• _WHAT THE TASK REQUIRES_: Rewrite the passage below, starting at "On Lovers’ Path" and ending at "could while running.", using "mobile" in place of "phone".

• _GIVEN PASSAGE_:
────────────────

Neo-Nazis, thought Mari as she ran beside Simon.

‘Mari, Mari,’ was all Simon said, looking at her.

‘You were right, Simon,’ Mari gasped. ‘Come on!’

When she turned to him again, Simon was gone.

On Lovers’ Path she found Anders Kristiansen. He was gabbling so fast it was hard to make out what he was saying. It was as if he could not string his sentences together properly, but then he said: ‘I’ll ring the police.’

‘Yes, do that,’ said Mari. ‘Good idea.’

Viljar and Torje were running side by side. Torje got out his phone and rang their mother’s number, and howled down the line: ‘They’re shooting us! They’re shooting us!’ Viljar took it from him. ‘It’s all right Mum, I’ll take care of everybody,’ he said as calmly as he could while running.

He rang off.

‘Where’s Johannes?’ cried Torje. ‘Johannes!’

His best friend was gone.

────────────────

[Records from a collection]

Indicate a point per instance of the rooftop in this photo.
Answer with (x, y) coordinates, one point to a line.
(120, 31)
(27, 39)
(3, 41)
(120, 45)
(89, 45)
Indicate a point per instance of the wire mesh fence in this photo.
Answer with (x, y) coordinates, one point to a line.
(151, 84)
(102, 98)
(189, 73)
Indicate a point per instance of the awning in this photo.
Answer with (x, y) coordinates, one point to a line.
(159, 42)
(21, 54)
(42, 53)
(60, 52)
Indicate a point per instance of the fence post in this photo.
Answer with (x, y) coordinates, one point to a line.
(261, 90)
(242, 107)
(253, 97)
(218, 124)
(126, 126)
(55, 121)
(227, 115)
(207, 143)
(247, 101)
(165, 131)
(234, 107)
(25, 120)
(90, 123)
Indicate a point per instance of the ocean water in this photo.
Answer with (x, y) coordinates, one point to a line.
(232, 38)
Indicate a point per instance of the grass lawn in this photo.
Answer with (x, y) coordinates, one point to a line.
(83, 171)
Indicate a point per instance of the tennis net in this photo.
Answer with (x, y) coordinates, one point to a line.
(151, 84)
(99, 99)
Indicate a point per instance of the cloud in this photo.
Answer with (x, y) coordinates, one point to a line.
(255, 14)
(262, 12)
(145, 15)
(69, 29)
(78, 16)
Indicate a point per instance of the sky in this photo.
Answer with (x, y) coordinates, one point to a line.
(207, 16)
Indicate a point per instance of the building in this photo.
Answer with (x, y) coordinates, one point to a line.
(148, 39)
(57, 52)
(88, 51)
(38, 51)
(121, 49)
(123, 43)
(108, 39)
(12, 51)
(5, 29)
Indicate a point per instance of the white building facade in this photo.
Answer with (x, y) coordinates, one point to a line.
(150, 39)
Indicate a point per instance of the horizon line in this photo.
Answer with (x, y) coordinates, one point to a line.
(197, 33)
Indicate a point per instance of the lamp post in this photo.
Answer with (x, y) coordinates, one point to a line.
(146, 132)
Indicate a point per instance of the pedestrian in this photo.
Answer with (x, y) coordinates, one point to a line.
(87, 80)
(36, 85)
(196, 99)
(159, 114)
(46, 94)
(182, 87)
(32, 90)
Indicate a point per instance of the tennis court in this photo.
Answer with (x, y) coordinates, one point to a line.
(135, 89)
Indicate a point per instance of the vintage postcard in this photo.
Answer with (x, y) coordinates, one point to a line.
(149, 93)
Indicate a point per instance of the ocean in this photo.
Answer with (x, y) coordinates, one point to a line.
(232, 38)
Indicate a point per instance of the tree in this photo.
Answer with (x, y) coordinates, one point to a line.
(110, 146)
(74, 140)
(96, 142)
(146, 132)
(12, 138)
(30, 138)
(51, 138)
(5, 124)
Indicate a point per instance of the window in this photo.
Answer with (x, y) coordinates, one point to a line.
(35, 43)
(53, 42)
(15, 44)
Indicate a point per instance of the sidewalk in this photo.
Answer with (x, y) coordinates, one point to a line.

────────────────

• _OUTPUT FOR THIS TASK_:
On Lovers’ Path she found Anders Kristiansen. He was gabbling so fast it was hard to make out what he was saying. It was as if he could not string his sentences together properly, but then he said: ‘I’ll ring the police.’

‘Yes, do that,’ said Mari. ‘Good idea.’

Viljar and Torje were running side by side. Torje got out his mobile and rang their mother’s number, and howled down the line: ‘They’re shooting us! They’re shooting us!’ Viljar took it from him. ‘It’s all right Mum, I’ll take care of everybody,’ he said as calmly as he could while running.